▸ **Activity**
Each entry is to be given again exactly; drop the images.

▸ **Data extracts**
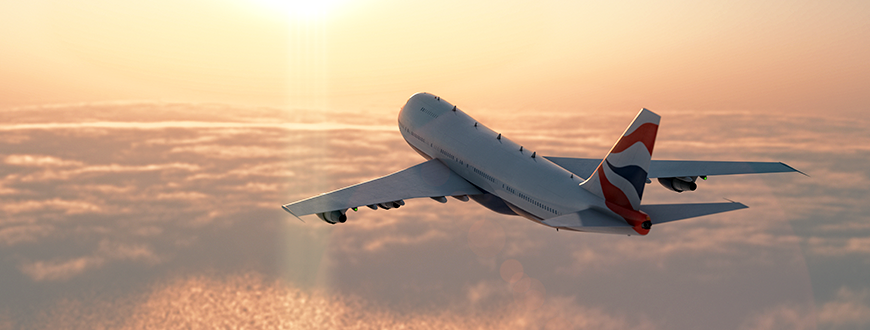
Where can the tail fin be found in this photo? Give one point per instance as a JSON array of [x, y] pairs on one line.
[[622, 175]]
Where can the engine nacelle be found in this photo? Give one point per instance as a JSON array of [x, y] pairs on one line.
[[333, 217], [391, 205], [681, 184]]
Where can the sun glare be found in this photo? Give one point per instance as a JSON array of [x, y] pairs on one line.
[[300, 9]]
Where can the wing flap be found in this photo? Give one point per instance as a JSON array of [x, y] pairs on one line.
[[427, 179], [661, 213]]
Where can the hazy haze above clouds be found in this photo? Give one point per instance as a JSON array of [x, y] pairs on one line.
[[146, 148], [167, 210]]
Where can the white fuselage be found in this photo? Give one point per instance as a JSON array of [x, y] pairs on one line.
[[532, 187]]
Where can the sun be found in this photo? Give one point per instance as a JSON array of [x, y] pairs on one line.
[[300, 9]]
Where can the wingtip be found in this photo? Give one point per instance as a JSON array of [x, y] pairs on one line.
[[291, 213], [794, 169], [735, 202]]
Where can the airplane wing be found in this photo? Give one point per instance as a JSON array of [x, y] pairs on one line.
[[591, 220], [427, 179], [661, 213], [678, 168]]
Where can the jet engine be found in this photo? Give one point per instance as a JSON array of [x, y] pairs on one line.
[[680, 184], [391, 205], [333, 217]]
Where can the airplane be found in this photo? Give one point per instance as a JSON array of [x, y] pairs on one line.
[[465, 159]]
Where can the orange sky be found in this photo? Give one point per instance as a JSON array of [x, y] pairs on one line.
[[804, 56]]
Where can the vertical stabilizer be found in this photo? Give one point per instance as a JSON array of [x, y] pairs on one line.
[[622, 175]]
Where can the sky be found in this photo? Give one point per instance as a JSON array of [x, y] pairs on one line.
[[147, 147]]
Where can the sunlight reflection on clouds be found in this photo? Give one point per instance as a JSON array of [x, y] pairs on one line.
[[165, 208]]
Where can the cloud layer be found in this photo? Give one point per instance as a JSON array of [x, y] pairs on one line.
[[150, 202]]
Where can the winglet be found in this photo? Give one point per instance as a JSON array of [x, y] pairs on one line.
[[794, 169], [291, 213]]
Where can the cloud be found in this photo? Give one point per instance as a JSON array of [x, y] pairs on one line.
[[839, 247], [250, 301], [60, 270], [849, 309], [25, 233], [67, 206], [782, 317]]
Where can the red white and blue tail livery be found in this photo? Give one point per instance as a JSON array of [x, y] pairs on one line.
[[622, 175]]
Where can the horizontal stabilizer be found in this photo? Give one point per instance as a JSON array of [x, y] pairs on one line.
[[661, 213], [678, 168], [427, 179], [592, 220]]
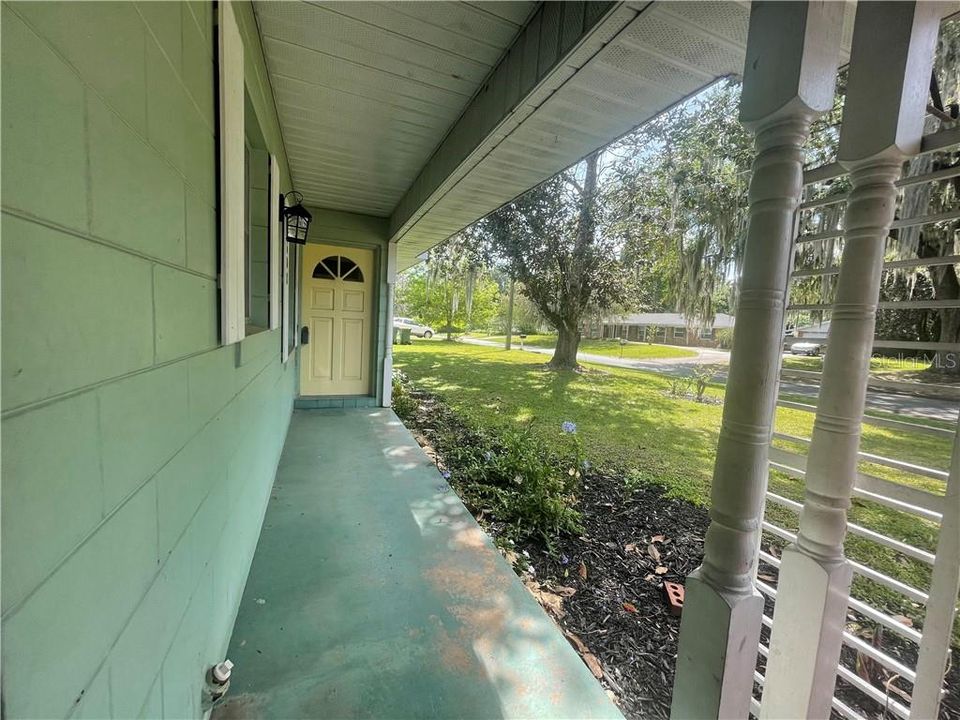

▸ **Answer to this exercise**
Where can the tail fin be found in this photo? Give one point per instance as a JSON array of [x, y] pairs on one line.
[[622, 175]]
Where can the engine nacelle be found in this photo? Give one point per instance as a JSON array of [x, y] pairs on one line.
[[333, 217], [391, 205], [681, 184]]
Where can the sun glare be found in this photo? Give one point per instance as a JSON array of [x, y] pairs on one line.
[[300, 9]]
Where can the wing flap be found in this photo? Give one point per instance as a JSON array of [x, y] pairs on one line.
[[427, 179], [661, 213]]
Where can the hazy haze above clouds be found in this photo? Give one point per instance as a JSON array of [x, y] pairs on one line.
[[146, 148], [167, 210]]
Where can the white fuselage be found in this photo? Give one point per instance as a JSON array of [x, y] pairs on one line.
[[532, 187]]
Where can the sun be found in this photo? Give one point per instance as a JSON array of [x, y] pairs on one line.
[[300, 9]]
Where can the wingtip be found in this photo? Give one point per instance as a JSON array of [x, y] pairs on one line.
[[291, 213], [794, 169], [735, 202]]
Where can the airplane wing be found in this photo? Give one point per instance as a JSON array of [x, y] pairs on one line.
[[591, 220], [427, 179], [661, 213], [678, 168]]
Where can the jet engine be found in this photo? Give one point per instance as a JSON array of [x, y] pairs on one line.
[[680, 184], [391, 205], [333, 217]]
Where can the airplane be found in this photo? Give one point per instance as a JSON array of [x, y] pairs on one line.
[[465, 159]]
Where can the orange sky be found in this photo? Give one point per instance as a JSON array of [x, y] pairs on one line.
[[804, 56]]
Where can the vertical stabilizer be found in this photo? Give one point per instance as a JSON array of [x, y] pairs on one line.
[[622, 175]]
Where can the sky be found in this photo? Give one point per instance as a JSON array of [x, y] pairs on one line.
[[147, 147]]
Where can the sunlight reflection on clouds be found in this photo? Give one point per instance as a JSON array of [x, y] pairs on one line.
[[165, 208]]
Where can the cloud layer be found in this photo? Give one point per instance as a JSON array of [x, y] pairs on one line.
[[150, 202]]
Where can the winglet be found in this photo? Give one point per instance as a JSON array of [x, y] pairs on one line.
[[794, 169], [291, 213]]
Where can the cloud be found in this photo? Give one point per instance as a JSON array of [x, y] pairs on one line.
[[839, 247], [250, 301], [60, 270], [849, 309], [25, 233], [67, 206], [782, 317]]
Where can the red white and blue tail livery be found in this photo? Give one point per instance as a JSON array of [x, y] pairs on one line.
[[622, 175]]
Where can the horizontal stabilizer be found in this photo? Give one point per instance as a JSON array of [x, y] pairs on one line.
[[661, 213], [678, 168], [427, 179], [592, 220]]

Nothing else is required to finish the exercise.